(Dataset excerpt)
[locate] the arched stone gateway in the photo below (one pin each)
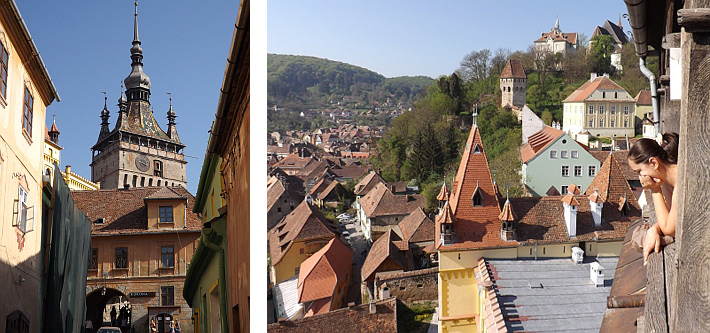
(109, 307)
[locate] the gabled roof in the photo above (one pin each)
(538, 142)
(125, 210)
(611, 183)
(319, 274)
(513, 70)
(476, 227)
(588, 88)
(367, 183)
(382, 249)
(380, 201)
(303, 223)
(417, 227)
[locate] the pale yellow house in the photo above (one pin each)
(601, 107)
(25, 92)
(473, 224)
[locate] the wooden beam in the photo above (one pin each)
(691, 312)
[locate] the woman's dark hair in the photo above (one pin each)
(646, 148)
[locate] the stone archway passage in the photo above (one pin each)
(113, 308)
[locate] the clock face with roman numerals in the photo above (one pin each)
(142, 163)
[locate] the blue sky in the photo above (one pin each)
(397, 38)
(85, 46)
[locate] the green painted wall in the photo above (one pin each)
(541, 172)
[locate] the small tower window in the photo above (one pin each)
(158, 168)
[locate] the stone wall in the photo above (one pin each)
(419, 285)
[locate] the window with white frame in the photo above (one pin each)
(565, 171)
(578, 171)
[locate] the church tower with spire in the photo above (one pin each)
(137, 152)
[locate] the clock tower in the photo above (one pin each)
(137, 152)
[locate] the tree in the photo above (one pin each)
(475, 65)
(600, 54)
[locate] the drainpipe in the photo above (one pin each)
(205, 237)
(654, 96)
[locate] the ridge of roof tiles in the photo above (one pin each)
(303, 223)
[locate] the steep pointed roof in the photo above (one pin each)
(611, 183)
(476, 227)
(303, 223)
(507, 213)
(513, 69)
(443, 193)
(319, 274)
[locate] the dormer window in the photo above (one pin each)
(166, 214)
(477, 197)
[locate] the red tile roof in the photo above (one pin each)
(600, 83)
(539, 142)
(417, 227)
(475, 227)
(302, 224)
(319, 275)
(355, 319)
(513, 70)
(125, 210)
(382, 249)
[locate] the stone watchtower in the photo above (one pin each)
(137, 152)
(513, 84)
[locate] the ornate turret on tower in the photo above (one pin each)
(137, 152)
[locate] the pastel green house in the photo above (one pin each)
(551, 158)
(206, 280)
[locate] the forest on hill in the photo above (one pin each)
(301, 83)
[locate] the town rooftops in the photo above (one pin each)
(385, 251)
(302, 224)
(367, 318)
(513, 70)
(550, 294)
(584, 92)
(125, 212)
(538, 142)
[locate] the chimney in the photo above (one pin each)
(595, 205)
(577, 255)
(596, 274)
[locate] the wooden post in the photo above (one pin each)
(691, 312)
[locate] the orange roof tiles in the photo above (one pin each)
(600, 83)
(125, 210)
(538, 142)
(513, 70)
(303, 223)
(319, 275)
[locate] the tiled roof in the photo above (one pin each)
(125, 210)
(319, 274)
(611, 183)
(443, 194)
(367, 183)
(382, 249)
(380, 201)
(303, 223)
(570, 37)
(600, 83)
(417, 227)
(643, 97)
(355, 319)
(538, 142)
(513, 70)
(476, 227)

» Exercise objective
Render every line of the dataset excerpt above as a numbered list, leaving out blank lines and the picture.

» The output
1. [locate] the arched stone gateway in the photo below (one pin each)
2. (109, 307)
3. [locate] the gabled roof in the photo above (one pin each)
4. (538, 142)
5. (125, 210)
6. (611, 183)
7. (319, 274)
8. (513, 70)
9. (476, 227)
10. (588, 88)
11. (367, 183)
12. (382, 249)
13. (380, 201)
14. (303, 223)
15. (417, 227)
16. [locate] the pale yellow house in the photo above (one pin each)
17. (601, 107)
18. (25, 92)
19. (473, 224)
20. [locate] the wooden beam in the photo above (one pin each)
21. (691, 312)
22. [locate] the woman's dark hair in the photo above (one pin each)
23. (646, 148)
24. [locate] the stone archway passage in the photo above (one pin each)
25. (113, 308)
26. [locate] the clock face with roman numerals in the photo above (one pin each)
27. (142, 163)
28. [locate] the blue sky in the photo above (one pin each)
29. (397, 38)
30. (85, 46)
31. [locate] the green painted wall in the photo above (one pin each)
32. (541, 172)
33. [locate] the small tower window in the photo above (one pin each)
34. (158, 168)
35. [locate] the stone wall in the photo above (one pin each)
36. (419, 285)
37. [locate] the window with white frame in the photo above (one pin each)
38. (565, 171)
39. (578, 171)
40. [locate] the church tower with spire in the photo above (one pin each)
41. (137, 152)
42. [locate] the clock tower in the photo above (one pin each)
43. (137, 152)
44. [locate] the tree in the photo above (one pin each)
45. (475, 65)
46. (600, 54)
47. [locate] the drainpipe in the photo above (one pin each)
48. (205, 237)
49. (654, 96)
50. [locate] the ridge of roof tiles in the photo above (one pin each)
51. (303, 223)
52. [locate] the steep pointed roof in the photo above (one pin each)
53. (611, 183)
54. (476, 227)
55. (303, 223)
56. (507, 213)
57. (513, 69)
58. (443, 193)
59. (319, 274)
60. [locate] the dormer window in the photo above (one pin each)
61. (166, 214)
62. (477, 197)
63. [locate] the red tile roof in the photo above (one pin each)
64. (600, 83)
65. (539, 142)
66. (417, 227)
67. (475, 227)
68. (302, 224)
69. (319, 275)
70. (355, 319)
71. (513, 70)
72. (125, 210)
73. (382, 249)
74. [locate] the stone watchtower in the photo above (one pin each)
75. (137, 152)
76. (513, 84)
77. [locate] the ornate turret on tower in the photo above (one pin each)
78. (137, 152)
79. [locate] the pastel green house in the photo above (one pin each)
80. (551, 158)
81. (206, 280)
82. [locate] the forest on hill in the photo above (one pin each)
83. (301, 83)
84. [locate] the town rooftops in the photo above (one pin each)
85. (385, 251)
86. (302, 224)
87. (367, 318)
88. (513, 70)
89. (550, 294)
90. (584, 92)
91. (125, 212)
92. (538, 142)
93. [locate] the chimney in the photo above (one pin each)
94. (595, 205)
95. (577, 255)
96. (596, 274)
97. [locate] the wooden post in the photo above (one pin each)
98. (691, 312)
99. [locate] the orange roof tiles in the photo above (one pin each)
100. (600, 83)
101. (125, 210)
102. (538, 142)
103. (513, 70)
104. (303, 223)
105. (319, 275)
106. [locate] the tiled roof in the photo above (one pin each)
107. (125, 210)
108. (319, 274)
109. (611, 183)
110. (443, 194)
111. (367, 183)
112. (382, 249)
113. (380, 201)
114. (303, 223)
115. (570, 37)
116. (600, 83)
117. (417, 227)
118. (643, 97)
119. (355, 319)
120. (538, 142)
121. (513, 70)
122. (476, 227)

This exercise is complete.